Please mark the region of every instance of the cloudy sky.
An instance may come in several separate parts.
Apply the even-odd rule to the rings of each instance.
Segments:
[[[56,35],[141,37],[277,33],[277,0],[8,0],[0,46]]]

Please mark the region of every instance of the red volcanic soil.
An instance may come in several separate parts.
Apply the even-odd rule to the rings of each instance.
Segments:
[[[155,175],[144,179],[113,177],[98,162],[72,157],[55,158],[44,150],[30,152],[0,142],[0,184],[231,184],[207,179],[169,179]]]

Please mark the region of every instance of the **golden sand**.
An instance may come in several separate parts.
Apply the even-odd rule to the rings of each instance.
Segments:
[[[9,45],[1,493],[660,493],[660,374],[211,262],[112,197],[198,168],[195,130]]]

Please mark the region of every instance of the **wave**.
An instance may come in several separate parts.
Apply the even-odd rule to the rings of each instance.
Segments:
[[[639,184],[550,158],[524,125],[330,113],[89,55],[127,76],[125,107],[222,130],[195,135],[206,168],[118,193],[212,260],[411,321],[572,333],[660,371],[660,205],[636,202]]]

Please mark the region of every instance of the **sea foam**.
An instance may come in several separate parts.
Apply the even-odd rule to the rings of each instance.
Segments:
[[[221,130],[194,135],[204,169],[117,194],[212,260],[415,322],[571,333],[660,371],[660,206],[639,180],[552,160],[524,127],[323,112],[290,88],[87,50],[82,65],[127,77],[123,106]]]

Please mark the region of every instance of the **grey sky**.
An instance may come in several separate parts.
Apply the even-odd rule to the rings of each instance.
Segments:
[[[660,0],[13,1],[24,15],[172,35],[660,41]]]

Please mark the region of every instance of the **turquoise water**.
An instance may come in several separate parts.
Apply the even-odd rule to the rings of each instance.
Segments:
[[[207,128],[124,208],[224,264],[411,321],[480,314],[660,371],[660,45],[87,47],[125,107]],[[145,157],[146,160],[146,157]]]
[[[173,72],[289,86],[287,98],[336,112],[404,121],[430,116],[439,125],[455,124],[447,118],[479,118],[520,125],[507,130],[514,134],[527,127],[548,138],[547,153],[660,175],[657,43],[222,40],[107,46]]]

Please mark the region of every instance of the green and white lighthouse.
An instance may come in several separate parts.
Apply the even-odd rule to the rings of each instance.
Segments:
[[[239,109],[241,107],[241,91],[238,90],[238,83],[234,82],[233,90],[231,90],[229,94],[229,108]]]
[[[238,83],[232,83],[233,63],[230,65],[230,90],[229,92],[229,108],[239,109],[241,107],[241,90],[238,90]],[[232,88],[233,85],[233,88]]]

> _TO BE DONE_: Reproduce all of the entries above word for word, keeping every line and its line breaks unchanged.

> _THE RESULT_:
Please mark the region of every instance of the cloudy sky.
An instance may come in several separate parts.
Apply the even-odd rule to the rings of each instance.
Segments:
[[[56,35],[141,37],[277,33],[277,0],[8,0],[0,46]]]

Please mark the region of every instance of the red volcanic soil.
An instance may come in several separate parts.
Apply the even-odd rule to the rings of each instance.
Segments:
[[[155,175],[144,179],[113,177],[98,162],[72,157],[55,158],[44,150],[30,152],[0,142],[0,184],[231,184],[207,179],[169,179]]]

Please mark the region of every instance of the **golden sand**.
An instance may come in several separate parts.
Apply the even-odd rule to the rings of each instance.
Segments:
[[[9,45],[1,493],[660,493],[660,374],[211,262],[112,197],[198,168],[195,130]]]

Please mark the region of every instance of the **wave**.
An instance may come in several separate parts.
Apply the even-odd rule to the rings of each instance.
Segments:
[[[639,184],[550,158],[524,125],[330,113],[89,55],[127,76],[125,107],[222,130],[195,135],[206,168],[118,193],[212,260],[411,321],[572,333],[660,371],[660,205],[636,202]]]

Please mark the region of every instance of the **sea foam**.
An instance may come in several separate parts.
Apply the even-odd rule to the rings of each instance.
Segments:
[[[221,130],[194,135],[204,169],[117,194],[212,260],[415,322],[571,333],[660,371],[660,206],[639,180],[552,160],[524,127],[323,112],[290,88],[87,50],[82,65],[127,77],[123,106]]]

Please mark the region of every instance of the **grey sky**.
An instance may come in several separate parts.
Apply the even-odd rule to the rings of each instance.
Segments:
[[[660,0],[13,1],[24,15],[172,35],[660,41]]]

Please mark the region of every instance of the **turquoise water**.
An instance may come in several separate parts.
Apply the even-odd rule to the rings of each instance.
Segments:
[[[207,128],[124,208],[224,264],[411,321],[480,314],[660,371],[660,45],[87,47],[125,107]],[[145,157],[146,160],[146,157]]]
[[[173,72],[289,86],[287,98],[336,112],[404,121],[430,116],[439,125],[455,124],[447,118],[479,118],[520,125],[507,130],[514,134],[527,127],[548,138],[547,153],[660,175],[657,43],[222,40],[107,46]]]

Please mark the region of every instance of the green and white lighthouse.
An instance may come in several separate parts.
Apply the even-odd rule to the rings of each instance.
Segments:
[[[239,109],[241,107],[241,91],[238,90],[238,83],[234,82],[233,90],[231,90],[229,94],[229,108]]]
[[[238,83],[232,83],[233,63],[230,65],[230,90],[229,92],[229,108],[239,109],[241,107],[241,90],[238,90]],[[232,88],[233,85],[233,88]]]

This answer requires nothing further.